- **QUOTED PASSAGE**
━━━━━━━━━━━━━━━━━━━━━━━━━━━━━━

Veteran parliamentarian Frank Field reached his positions including opposition to the European Union and mass migration from first principles of defending working-class communities from poverty, often putting him in conflict with other left-wing politicians.
Frank Field, the Member of Parliament for Birkenhead for 40 years from 1979, has died, his family said on Wednesday. The long-time Labour politician had been diagnosed with cancer over ten years ago.
Unlike many left-wing politicians in the UK, Field was not shy about asserting that large-scale immigration hurts working-class communities and, from this basis, was a Eurosceptic and campaigned for Britain to leave the European Union. His strong Christian faith informed his campaigns against child poverty, as well as his support for restrictions on abortion.
Yet although Field was widely and well regarded as an “independent thinker” who reached political positions that could often leave him at loggerheads with his fellow Labour Party politicians, it would be hard to guess this from several legacy media reports on his death today.
An obituary in the Independent, formerly one of Britain’s leading left-wing newspapers, neglects to mention Field’s stance against the European Union, for instance, or his view that mass migration is detrimental to working-class people. The Independent also did not make mention of Field’s strong Christian faith, which informed many of his views and his strong campaigning zeal against poverty.
Britain’s newspaper of record The Times also neglected these areas, which in many ways defines Fields’ political life including his eventual fall-out with the Labour Party, leading to him being made a member of the House of Lords as an independent by the Conservatives. The paper only touched on Field’s faith briefly in the final sentence of the obituary concerning his decision to come to support euthanasia several years into his battle with cancer after previously opposing it.
In other reports, a superficial skim would leave causal readers none the wiser, with such details reserved for the end. The BBC’s obituary only stated Field’s views on EU immigration and his Brexit campaign in the fourth quarter of its report, while also noting — also oddly absent from many other reports — his falling out with then-Labour leader Jeremy Corbyn over left-wing antisemitism, which Field strongly opposed as indecent.
The Guardian fared better, mentioning the fact Field had what it deems “socially conservative views” in the second paragraph, and noted his belief that if “mainstream parties” refused to talk about large-scale immigration to the UK, then “extreme parties” would instead. Crucially, The Guardian reports on the repeated attempts to deselect Field from candidacy by hard-left Labour groups through his 40 years in Parliament, including by “The Trotskyite group Militant” in the 1980s.

━━━━━━━━━━━━━━━━━━━━━━━━━━━━━━

- **STUDY MATERIAL**

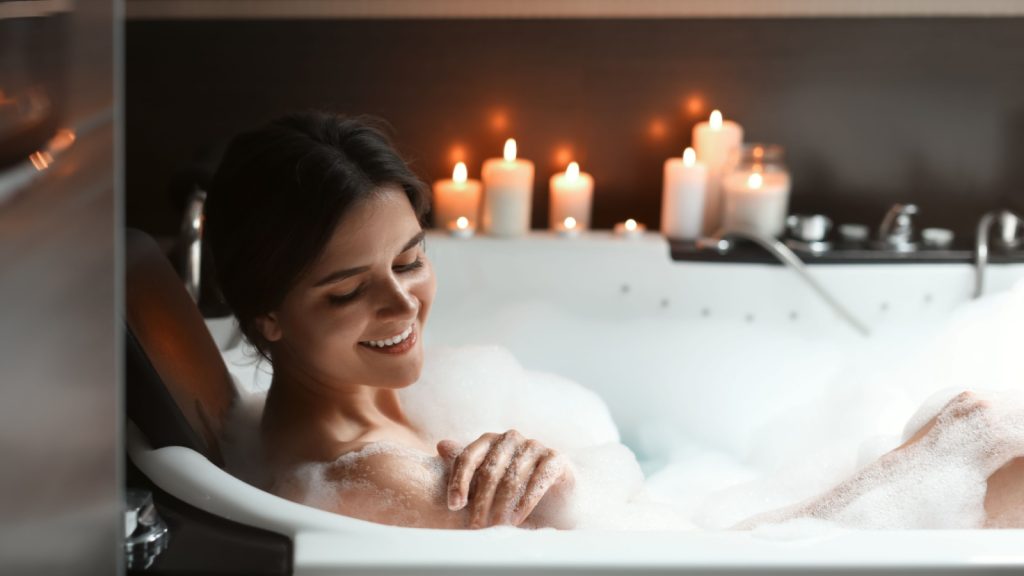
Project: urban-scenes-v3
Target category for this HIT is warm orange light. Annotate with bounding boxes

━━━━━━━━━━━━━━━━━━━━━━━━━━━━━━

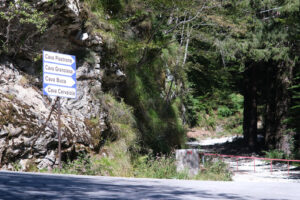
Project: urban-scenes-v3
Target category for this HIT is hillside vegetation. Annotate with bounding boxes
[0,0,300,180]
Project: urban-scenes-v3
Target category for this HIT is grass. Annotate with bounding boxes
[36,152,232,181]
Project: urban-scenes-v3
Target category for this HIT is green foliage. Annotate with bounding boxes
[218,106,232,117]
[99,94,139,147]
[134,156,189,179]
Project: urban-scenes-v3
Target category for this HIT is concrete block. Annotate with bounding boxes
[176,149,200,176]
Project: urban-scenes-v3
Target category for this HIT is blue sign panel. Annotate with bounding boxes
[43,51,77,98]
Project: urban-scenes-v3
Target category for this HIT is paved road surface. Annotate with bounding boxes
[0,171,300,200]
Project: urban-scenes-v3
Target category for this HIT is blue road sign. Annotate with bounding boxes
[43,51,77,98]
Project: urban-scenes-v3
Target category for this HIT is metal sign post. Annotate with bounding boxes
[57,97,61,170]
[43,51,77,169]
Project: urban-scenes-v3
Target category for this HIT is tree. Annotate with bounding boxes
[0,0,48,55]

━━━━━━━━━━━━━━━━━━━━━━━━━━━━━━

- **WORK TO COMPLETE**
Please continue the article about Frank Field's death and how news outlets covered it, picking up after its last sentence.

- **WRITTEN ANSWER**
In a way, Field’s long-term opposition to the European project underlines the massive paradigm shift that occurred in British politics in his lifetime. When Britain first joined the Common Market — which would later become the European Union — in 1973, Euroscepticism was an overwhelmingly left-wing interest. But as time went on, concern for the working class being a prime concern for left-wing politics seriously waned and was replaced with the interests of the globalist, managerial middle-class, which is overwhelmingly pro-Europe.
Field and a handful of other veteran leftists managed to stick to their guns on these issues over the years, honestly reckoning that unlimited mass migration from Europe depressed wages for British workers. Others struggled; Jeremy Corbyn, a hard-left politician of a generation after Field managed to hold his Eurosceptic opinions until he managed to become leader of the Labour Party, at which point he dropped them for reasons of expedience.
Praising Mr Field in 2016, Brexit leader Nigel Farage said of a speech given by the Labour MP in Parliament: “…fantastic, that Frank Field, veteran Labour MP from Birkenhead, was talking there not as a Labour MP, not as somebody who is part of a political tribe, but somebody saying there is something more important than the colour of the rosette you wear at election time, it is the national interest.
“The country has voted for Brexit, and people should come together, whatever party they are from, and fight to make sure we get the best out of it. I have to say, Frank Field, ten out of ten. Goodness me, I wish there was more of that feeling and spirit in British politics”.